* _PROBLEM REQUIREMENTS_
Please update the listing below by changing "window frame" to "door frame", and reproduce every other line unchanged.

* _MATERIAL SHOWN_

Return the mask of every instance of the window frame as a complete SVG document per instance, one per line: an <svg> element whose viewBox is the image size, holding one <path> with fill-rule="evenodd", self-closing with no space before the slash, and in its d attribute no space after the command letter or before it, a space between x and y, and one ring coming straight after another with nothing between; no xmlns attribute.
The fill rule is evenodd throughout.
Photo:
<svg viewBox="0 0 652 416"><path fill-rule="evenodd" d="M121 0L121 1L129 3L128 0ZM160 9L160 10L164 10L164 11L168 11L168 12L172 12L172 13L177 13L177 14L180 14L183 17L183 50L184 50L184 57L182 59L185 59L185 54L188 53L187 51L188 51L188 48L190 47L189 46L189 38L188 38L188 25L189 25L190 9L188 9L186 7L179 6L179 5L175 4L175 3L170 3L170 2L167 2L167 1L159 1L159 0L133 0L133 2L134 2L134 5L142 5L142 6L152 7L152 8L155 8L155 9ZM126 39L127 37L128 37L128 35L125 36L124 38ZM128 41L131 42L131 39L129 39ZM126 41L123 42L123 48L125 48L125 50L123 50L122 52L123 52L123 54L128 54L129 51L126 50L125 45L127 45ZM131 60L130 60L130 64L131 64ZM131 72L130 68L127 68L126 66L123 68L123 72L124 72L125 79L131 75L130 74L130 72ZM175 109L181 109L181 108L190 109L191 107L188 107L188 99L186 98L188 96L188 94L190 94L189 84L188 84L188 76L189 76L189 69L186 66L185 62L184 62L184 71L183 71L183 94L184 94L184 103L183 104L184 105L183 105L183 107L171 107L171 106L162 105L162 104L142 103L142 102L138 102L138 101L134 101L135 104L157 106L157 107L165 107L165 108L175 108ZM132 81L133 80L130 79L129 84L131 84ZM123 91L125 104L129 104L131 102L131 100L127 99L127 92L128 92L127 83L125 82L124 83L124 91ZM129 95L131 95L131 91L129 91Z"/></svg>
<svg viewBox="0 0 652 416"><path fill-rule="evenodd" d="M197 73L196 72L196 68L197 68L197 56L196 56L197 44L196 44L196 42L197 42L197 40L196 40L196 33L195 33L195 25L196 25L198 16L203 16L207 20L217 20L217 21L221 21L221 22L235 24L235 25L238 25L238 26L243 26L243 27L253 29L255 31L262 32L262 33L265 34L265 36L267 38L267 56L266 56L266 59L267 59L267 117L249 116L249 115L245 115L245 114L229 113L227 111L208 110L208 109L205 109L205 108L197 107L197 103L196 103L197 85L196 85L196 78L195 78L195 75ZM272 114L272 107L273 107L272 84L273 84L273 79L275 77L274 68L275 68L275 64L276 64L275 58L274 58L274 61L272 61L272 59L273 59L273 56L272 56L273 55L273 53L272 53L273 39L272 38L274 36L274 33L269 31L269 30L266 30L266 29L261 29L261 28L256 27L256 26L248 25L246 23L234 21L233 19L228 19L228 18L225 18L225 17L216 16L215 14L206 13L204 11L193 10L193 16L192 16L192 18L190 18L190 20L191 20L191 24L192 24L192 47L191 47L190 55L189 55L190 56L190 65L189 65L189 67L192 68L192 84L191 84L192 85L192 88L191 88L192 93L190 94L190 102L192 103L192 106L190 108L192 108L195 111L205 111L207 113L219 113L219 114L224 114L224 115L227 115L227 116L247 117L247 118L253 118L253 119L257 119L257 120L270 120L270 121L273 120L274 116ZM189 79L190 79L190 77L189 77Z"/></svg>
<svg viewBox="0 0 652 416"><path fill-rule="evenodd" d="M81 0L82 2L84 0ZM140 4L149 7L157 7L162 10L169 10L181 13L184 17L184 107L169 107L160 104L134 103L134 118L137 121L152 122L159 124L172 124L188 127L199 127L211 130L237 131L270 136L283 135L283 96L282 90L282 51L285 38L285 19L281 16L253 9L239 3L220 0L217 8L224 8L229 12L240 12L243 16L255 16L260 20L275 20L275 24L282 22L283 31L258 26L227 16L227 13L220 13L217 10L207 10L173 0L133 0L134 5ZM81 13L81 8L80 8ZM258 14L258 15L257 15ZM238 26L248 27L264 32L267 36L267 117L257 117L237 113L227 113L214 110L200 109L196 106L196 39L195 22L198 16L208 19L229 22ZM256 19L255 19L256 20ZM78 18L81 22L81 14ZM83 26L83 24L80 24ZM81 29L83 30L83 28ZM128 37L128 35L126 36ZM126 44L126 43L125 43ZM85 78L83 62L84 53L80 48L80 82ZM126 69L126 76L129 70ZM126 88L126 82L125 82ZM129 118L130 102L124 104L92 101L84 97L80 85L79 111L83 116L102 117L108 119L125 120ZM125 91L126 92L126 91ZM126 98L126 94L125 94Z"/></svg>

* _RIGHT ANSWER_
Return the mask of every instance of the door frame as a complete SVG document per instance, one per line: an <svg> element whose viewBox is the image size, holding one <path> with fill-rule="evenodd", self-closing with no space before the slash, and in its d attribute no space after the command letter or before it, a space between x and y, and one ring coming straight after another with nothing between; no xmlns attribute.
The fill rule is evenodd throughout.
Photo:
<svg viewBox="0 0 652 416"><path fill-rule="evenodd" d="M121 0L121 1L129 3L128 0ZM160 9L160 10L164 10L164 11L168 11L168 12L172 12L172 13L177 13L177 14L180 14L183 17L183 50L184 50L184 57L182 59L185 59L185 54L188 53L187 51L188 51L188 48L190 47L189 46L189 38L188 38L188 25L189 25L190 9L188 9L186 7L179 6L179 5L175 4L175 3L170 3L170 2L167 2L167 1L159 1L159 0L133 0L133 2L134 2L134 5L142 5L142 6L152 7L152 8L155 8L155 9ZM126 39L127 37L128 37L128 35L125 36L124 38ZM128 41L131 42L131 39L129 39ZM126 41L123 42L123 48L125 48L125 50L123 50L122 52L123 52L123 54L128 54L129 51L126 50L125 45L127 45ZM131 60L130 60L130 64L131 64ZM131 72L130 68L127 68L126 66L123 68L123 72L124 72L125 79L131 75L130 74L130 72ZM175 109L181 109L181 108L190 109L191 107L188 107L188 99L186 98L188 96L188 94L190 94L189 84L188 84L188 76L189 76L189 69L186 66L185 62L184 62L184 71L183 71L183 94L184 94L184 103L183 104L184 105L183 105L183 107L171 107L171 106L162 105L162 104L142 103L142 102L138 102L138 101L134 101L135 104L157 106L157 107L165 107L165 108L175 108ZM132 81L133 80L130 79L129 84L131 84ZM123 91L125 104L129 104L131 102L131 100L127 99L127 92L128 92L127 83L125 82L124 83L124 91ZM129 95L131 95L131 91L129 91Z"/></svg>
<svg viewBox="0 0 652 416"><path fill-rule="evenodd" d="M197 73L196 72L196 68L197 68L197 56L196 56L197 44L196 44L196 42L197 42L197 40L196 40L196 33L195 33L195 25L196 25L198 16L203 16L207 20L217 20L217 21L221 21L221 22L235 24L235 25L238 25L238 26L243 26L243 27L253 29L255 31L262 32L262 33L265 34L265 36L267 38L267 56L266 56L266 59L267 59L267 117L249 116L249 115L245 115L245 114L229 113L227 111L208 110L208 109L205 109L205 108L197 107L197 103L196 103L197 85L196 85L196 78L195 78L195 75ZM272 114L272 107L273 107L272 84L273 84L273 79L275 77L274 68L275 68L275 64L276 64L275 58L274 58L274 61L272 61L272 59L273 59L273 56L272 56L273 55L273 53L272 53L273 39L272 38L274 36L274 33L269 31L269 30L266 30L266 29L261 29L261 28L256 27L256 26L248 25L246 23L234 21L233 19L228 19L228 18L225 18L225 17L216 16L215 14L206 13L204 11L193 10L193 16L192 16L192 18L190 18L190 20L191 20L191 24L192 24L192 47L191 47L190 55L189 55L190 56L190 65L189 65L189 67L192 68L192 84L191 84L192 85L192 88L191 88L192 93L190 94L190 102L192 103L192 106L190 108L192 108L195 111L205 111L207 113L219 113L219 114L224 114L224 115L227 115L227 116L247 117L247 118L253 118L253 119L257 119L257 120L270 120L270 121L273 120L274 116ZM189 79L190 79L190 77L189 77Z"/></svg>
<svg viewBox="0 0 652 416"><path fill-rule="evenodd" d="M81 0L82 2L84 0ZM140 4L149 7L157 7L162 10L169 10L181 13L184 17L184 107L169 107L160 104L134 103L134 118L137 121L152 122L159 124L172 124L188 127L199 127L211 130L237 131L270 136L283 135L283 96L282 90L282 51L285 38L285 19L281 16L253 9L239 3L220 0L217 8L224 8L229 12L240 12L243 16L255 16L260 20L275 20L275 24L282 22L283 31L258 26L227 16L227 13L220 13L217 10L207 10L173 0L133 0L134 5ZM81 13L81 8L80 8ZM258 14L258 15L257 15ZM238 26L248 27L264 32L267 36L267 117L257 117L237 113L227 113L214 110L200 109L196 106L196 39L195 22L198 16L208 19L229 22ZM256 19L255 19L256 20ZM78 18L81 22L81 14ZM83 26L83 24L80 24ZM81 29L83 30L83 28ZM128 37L128 35L126 36ZM126 44L126 43L125 43ZM85 78L83 62L84 53L80 48L80 82ZM126 69L126 76L129 70ZM126 88L126 82L125 82ZM129 118L130 102L124 104L92 101L84 97L80 85L79 111L83 116L102 117L108 119L125 120ZM125 91L126 92L126 91ZM126 98L126 94L125 94Z"/></svg>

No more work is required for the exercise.